Directive
Rewrite the records below as a numbered list, starting at their first line and ending with the line containing "column 642, row 520". Leave out any blank lines.

Exercise inputs
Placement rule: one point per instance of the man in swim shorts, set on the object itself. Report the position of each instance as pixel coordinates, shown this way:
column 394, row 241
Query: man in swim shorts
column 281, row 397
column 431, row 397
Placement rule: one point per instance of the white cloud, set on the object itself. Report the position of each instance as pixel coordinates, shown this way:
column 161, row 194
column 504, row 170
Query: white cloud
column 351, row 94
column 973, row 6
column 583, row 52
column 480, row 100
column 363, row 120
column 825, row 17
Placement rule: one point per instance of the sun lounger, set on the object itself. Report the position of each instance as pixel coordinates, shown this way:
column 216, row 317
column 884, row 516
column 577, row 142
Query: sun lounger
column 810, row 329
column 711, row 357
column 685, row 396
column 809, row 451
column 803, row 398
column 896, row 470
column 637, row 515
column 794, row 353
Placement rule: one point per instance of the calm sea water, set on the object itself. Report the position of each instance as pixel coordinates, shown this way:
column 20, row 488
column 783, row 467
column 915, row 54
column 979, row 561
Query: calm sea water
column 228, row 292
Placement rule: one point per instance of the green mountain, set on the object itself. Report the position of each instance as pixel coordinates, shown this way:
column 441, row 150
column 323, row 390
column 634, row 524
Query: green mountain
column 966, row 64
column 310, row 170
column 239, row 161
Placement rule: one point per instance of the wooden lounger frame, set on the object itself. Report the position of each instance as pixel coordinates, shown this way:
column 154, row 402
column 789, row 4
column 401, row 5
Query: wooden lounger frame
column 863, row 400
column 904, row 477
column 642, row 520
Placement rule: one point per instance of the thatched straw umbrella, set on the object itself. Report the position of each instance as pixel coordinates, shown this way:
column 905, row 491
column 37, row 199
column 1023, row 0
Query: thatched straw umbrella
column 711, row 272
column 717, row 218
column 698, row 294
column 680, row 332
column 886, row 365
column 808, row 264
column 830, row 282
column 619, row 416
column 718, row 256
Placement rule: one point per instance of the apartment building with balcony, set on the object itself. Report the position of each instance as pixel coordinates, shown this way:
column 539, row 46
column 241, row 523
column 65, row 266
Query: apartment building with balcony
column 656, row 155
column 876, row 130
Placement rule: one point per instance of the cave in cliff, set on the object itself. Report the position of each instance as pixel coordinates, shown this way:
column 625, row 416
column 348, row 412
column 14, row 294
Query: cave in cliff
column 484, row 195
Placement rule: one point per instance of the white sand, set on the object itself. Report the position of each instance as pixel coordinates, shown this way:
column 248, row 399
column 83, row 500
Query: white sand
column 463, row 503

Worked solution
1. Placement rule: one point per instance of the man in swim shorts, set on the object itself. Report the position of each instance as pixel coordinates, shown this way:
2. column 394, row 241
3. Query: man in swim shorts
4. column 281, row 397
5. column 431, row 397
6. Placement rule: one point per instance of the white cloud, set on the object itself. Report the position of each instance as pixel coordinates, shown this way:
7. column 161, row 194
8. column 504, row 170
9. Query: white cloud
10. column 351, row 94
11. column 973, row 6
12. column 583, row 52
13. column 480, row 100
14. column 363, row 120
15. column 825, row 17
16. Placement rule: one point per instance of the sun lounger, set on the object itself. Report the position of each instance as pixel coordinates, shown this way:
17. column 216, row 317
18. column 884, row 516
19. column 577, row 142
20. Query: sun lounger
21. column 810, row 329
22. column 711, row 357
23. column 685, row 396
24. column 809, row 451
25. column 803, row 398
26. column 896, row 470
27. column 637, row 515
28. column 794, row 353
29. Placement rule: one point per instance of the calm sea water, set on the object itself. Report the position of each instance as pixel coordinates, shown this way:
30. column 20, row 488
31. column 783, row 467
32. column 915, row 54
33. column 979, row 561
34. Query: calm sea water
35. column 228, row 292
36. Placement rule: one point per instance of the green mountain, set on the object itself. Report the position of each instance as pixel coordinates, shown this way:
37. column 441, row 150
38. column 323, row 390
39. column 634, row 524
40. Query: green mountain
41. column 966, row 64
42. column 310, row 170
43. column 239, row 161
44. Placement rule: one point per instance of the wooden lounger frame, set on the object itself. Report the position of each instance as pixel coordinates, shown this way:
45. column 154, row 402
46. column 789, row 4
47. column 401, row 5
48. Query: wooden lounger frame
49. column 863, row 400
50. column 904, row 477
51. column 642, row 520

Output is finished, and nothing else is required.